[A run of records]
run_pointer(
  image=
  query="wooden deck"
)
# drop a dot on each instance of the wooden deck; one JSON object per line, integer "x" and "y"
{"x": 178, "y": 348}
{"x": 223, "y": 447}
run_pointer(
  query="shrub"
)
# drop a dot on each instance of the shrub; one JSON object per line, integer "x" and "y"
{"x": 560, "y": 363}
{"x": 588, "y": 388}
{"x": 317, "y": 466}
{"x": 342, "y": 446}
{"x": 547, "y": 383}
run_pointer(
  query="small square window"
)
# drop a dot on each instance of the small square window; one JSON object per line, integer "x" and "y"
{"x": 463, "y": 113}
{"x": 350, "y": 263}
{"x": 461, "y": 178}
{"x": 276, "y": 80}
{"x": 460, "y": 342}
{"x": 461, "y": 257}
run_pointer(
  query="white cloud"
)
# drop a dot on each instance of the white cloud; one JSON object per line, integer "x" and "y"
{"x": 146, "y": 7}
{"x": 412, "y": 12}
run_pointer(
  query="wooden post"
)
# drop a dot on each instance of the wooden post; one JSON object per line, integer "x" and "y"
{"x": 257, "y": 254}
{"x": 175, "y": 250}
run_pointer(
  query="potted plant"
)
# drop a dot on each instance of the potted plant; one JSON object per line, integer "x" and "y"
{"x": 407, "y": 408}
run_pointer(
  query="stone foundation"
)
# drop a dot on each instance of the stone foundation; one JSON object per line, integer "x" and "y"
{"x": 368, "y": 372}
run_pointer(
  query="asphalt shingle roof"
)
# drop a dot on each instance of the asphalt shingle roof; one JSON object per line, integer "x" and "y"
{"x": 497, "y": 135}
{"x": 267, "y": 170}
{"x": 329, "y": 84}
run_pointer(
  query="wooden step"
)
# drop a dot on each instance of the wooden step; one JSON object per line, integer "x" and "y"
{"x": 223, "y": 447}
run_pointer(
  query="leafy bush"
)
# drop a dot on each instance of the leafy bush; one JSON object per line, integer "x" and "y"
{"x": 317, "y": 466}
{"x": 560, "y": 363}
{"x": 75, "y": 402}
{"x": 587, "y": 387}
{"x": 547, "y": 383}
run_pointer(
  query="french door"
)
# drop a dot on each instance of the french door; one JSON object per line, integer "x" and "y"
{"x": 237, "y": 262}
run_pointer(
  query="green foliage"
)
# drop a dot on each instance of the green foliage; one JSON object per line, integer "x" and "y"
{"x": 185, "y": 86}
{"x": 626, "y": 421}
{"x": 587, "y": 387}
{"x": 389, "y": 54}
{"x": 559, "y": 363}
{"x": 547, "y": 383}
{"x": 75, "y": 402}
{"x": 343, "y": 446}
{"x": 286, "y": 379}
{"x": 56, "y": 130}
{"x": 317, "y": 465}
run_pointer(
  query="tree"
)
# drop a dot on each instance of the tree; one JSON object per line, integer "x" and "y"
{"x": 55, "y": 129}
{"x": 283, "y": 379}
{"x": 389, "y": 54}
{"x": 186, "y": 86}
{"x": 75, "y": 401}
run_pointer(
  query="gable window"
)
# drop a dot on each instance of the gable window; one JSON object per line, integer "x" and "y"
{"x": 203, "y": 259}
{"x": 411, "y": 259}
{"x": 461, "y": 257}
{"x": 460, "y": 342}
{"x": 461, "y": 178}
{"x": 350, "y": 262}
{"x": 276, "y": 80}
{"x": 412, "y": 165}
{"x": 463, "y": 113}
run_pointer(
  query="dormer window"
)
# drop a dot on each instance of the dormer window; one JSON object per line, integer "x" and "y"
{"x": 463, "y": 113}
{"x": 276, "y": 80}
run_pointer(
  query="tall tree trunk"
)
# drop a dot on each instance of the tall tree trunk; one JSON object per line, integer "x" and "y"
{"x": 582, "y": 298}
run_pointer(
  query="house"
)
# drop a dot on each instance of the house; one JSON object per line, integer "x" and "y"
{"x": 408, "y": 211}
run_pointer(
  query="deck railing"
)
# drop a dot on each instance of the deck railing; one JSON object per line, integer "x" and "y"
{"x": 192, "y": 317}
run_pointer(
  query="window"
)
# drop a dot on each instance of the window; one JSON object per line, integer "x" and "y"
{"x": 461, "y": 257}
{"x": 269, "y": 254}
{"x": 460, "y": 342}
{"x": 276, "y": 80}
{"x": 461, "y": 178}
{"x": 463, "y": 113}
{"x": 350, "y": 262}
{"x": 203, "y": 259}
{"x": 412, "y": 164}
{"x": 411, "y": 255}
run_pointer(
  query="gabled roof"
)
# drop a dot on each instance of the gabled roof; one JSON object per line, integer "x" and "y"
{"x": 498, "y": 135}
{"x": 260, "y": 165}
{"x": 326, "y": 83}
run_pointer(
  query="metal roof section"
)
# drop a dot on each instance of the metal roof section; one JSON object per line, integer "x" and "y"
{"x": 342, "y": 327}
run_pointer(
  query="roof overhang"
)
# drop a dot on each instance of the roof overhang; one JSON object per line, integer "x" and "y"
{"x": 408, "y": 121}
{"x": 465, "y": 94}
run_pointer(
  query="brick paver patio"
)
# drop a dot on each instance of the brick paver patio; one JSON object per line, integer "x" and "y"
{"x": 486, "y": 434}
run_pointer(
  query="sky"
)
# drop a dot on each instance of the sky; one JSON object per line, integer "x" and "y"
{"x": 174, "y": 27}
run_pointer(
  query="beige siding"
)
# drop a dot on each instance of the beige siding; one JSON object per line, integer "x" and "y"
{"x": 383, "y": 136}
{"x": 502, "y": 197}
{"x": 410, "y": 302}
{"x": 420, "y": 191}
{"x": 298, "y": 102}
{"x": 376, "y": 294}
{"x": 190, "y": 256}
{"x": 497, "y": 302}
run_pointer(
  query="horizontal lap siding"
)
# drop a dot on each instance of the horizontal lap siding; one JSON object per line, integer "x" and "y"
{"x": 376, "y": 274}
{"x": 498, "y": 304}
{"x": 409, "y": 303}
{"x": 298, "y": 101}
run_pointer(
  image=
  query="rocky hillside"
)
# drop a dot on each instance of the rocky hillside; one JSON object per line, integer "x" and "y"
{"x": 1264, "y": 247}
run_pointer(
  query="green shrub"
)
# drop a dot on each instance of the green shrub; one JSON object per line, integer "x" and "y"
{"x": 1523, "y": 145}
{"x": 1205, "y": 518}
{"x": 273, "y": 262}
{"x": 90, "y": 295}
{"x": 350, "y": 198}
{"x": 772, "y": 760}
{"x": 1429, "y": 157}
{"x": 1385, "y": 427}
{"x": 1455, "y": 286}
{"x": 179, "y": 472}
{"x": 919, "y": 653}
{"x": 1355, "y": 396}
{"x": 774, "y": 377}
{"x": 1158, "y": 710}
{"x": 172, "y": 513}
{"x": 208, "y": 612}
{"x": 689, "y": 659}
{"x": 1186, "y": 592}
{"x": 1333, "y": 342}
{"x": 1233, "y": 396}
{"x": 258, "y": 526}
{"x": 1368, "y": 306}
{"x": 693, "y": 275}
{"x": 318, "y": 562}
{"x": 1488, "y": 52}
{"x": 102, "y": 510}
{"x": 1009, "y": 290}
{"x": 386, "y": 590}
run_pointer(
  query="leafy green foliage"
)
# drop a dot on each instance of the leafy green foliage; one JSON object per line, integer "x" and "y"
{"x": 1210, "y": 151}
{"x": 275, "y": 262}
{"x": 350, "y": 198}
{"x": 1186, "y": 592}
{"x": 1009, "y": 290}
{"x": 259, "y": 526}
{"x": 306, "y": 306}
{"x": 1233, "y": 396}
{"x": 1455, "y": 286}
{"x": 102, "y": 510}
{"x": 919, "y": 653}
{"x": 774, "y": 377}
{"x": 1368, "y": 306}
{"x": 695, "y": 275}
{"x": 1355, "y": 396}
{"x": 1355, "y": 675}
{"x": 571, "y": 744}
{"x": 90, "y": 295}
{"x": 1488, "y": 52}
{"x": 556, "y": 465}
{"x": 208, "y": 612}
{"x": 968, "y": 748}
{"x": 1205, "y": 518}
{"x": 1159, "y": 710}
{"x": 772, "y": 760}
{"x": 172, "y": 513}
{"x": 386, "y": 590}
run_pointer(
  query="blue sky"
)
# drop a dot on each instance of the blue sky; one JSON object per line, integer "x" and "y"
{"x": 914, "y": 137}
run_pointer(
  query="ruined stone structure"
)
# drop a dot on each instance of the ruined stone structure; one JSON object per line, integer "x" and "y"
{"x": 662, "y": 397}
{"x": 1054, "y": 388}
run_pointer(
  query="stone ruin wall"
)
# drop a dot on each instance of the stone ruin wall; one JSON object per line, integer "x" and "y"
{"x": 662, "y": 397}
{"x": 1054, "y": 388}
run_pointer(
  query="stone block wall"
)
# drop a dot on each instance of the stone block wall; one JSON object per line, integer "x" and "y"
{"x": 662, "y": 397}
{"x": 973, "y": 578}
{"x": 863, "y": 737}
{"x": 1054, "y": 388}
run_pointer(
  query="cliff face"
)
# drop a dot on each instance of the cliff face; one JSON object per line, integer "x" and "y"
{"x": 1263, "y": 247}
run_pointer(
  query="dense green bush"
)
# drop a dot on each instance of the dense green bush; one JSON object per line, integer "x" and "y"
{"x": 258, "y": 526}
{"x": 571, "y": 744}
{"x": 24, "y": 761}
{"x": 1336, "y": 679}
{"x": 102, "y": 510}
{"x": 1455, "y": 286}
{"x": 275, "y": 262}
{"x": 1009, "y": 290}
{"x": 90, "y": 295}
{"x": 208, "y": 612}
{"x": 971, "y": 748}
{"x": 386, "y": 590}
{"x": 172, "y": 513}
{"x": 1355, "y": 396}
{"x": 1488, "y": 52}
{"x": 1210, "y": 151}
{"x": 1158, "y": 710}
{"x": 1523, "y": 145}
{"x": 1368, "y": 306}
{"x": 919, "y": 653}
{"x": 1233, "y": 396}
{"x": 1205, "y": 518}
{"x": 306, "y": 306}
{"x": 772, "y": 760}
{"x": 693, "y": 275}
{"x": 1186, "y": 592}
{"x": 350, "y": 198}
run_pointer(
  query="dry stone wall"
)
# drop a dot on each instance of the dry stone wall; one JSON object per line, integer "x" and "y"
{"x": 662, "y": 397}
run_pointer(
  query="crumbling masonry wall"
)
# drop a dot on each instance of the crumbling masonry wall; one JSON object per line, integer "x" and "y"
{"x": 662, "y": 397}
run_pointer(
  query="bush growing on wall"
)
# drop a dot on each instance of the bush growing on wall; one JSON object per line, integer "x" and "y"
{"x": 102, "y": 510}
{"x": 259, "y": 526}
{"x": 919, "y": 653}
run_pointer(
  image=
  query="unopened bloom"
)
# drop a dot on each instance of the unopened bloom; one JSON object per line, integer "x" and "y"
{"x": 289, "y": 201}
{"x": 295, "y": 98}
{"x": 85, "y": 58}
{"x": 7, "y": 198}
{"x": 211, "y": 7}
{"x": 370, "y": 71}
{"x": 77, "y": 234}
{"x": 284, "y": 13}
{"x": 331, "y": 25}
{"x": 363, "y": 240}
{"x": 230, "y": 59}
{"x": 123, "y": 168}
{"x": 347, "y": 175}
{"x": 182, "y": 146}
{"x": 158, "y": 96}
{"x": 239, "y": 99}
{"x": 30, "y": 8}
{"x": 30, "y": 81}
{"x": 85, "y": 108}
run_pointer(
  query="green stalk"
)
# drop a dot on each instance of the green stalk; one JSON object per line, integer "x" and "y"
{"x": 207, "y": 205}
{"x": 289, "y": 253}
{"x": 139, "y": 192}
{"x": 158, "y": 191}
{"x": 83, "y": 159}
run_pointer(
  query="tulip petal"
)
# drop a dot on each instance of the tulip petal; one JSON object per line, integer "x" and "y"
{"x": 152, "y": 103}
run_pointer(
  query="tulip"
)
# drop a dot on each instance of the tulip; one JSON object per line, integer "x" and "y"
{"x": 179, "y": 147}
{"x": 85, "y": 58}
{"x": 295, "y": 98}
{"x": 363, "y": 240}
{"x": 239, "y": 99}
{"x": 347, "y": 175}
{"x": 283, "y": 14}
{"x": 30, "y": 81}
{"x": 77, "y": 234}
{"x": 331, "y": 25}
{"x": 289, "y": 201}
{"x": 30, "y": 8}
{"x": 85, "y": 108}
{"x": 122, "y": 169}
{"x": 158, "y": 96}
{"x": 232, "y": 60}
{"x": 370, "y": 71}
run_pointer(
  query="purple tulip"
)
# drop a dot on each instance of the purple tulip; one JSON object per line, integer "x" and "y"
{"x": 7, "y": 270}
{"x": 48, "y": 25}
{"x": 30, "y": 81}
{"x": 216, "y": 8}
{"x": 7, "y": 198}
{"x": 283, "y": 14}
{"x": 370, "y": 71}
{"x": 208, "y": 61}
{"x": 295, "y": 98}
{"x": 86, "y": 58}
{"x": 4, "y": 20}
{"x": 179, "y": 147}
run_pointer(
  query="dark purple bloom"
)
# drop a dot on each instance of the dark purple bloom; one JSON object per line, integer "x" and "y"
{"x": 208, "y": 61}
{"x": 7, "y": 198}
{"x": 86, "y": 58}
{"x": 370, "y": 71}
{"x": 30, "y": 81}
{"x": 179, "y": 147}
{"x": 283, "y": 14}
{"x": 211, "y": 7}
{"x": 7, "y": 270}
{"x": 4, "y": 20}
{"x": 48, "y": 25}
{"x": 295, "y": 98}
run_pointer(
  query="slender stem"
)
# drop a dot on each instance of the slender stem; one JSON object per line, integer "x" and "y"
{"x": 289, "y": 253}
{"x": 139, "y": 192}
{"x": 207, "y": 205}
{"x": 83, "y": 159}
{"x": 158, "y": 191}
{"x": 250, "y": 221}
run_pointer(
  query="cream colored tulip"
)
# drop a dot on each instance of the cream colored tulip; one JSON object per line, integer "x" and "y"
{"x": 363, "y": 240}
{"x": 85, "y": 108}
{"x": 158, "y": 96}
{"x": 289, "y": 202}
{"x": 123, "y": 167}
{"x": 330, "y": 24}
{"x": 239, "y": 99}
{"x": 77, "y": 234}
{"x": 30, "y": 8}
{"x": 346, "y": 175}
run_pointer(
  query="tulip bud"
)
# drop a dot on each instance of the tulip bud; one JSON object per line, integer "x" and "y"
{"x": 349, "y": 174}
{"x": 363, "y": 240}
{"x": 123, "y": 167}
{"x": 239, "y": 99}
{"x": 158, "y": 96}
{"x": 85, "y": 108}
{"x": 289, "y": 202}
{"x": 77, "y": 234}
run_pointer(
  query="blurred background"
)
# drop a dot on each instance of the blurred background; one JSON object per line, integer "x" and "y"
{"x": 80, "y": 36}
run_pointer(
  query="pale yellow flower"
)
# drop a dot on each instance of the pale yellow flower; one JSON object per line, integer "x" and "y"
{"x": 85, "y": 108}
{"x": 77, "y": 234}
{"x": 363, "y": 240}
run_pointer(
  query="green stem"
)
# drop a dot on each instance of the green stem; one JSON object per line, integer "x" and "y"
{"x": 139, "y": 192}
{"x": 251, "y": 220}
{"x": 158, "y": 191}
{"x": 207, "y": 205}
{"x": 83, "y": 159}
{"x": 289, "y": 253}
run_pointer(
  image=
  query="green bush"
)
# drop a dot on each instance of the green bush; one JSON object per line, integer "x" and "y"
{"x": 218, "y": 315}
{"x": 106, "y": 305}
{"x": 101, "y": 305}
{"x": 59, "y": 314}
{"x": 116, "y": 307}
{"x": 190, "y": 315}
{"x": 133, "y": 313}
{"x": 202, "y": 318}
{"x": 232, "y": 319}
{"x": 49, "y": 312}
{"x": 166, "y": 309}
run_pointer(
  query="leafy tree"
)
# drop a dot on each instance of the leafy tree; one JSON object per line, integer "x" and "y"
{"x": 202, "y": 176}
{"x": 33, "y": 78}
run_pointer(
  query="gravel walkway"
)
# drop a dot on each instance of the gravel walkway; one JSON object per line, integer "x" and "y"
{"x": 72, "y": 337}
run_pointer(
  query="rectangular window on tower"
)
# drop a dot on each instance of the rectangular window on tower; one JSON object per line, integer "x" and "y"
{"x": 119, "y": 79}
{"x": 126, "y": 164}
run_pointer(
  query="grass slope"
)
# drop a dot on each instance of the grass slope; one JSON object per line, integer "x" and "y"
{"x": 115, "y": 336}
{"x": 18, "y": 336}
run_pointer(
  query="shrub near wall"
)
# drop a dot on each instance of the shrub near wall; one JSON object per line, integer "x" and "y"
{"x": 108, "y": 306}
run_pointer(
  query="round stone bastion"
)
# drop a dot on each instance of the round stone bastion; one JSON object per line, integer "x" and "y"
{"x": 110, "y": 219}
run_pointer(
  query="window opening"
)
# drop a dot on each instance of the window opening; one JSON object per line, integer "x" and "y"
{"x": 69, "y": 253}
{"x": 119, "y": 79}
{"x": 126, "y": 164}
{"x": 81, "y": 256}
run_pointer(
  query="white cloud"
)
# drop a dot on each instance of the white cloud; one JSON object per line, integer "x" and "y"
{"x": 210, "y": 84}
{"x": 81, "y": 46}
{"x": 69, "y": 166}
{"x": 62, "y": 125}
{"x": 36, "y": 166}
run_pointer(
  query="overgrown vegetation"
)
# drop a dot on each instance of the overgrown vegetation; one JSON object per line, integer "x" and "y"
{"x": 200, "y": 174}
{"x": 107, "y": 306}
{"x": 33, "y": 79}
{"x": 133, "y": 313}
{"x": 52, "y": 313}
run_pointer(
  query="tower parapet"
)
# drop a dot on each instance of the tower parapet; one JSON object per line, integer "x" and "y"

* [GIVEN PROBLEM]:
Find each line above that contains the string "background" and copy it out. Case counts.

* [RESPONSE TO THE TASK]:
  query="blurred background"
# drop a dot on each instance of the blurred background; one JSON object per line, integer "x" and "y"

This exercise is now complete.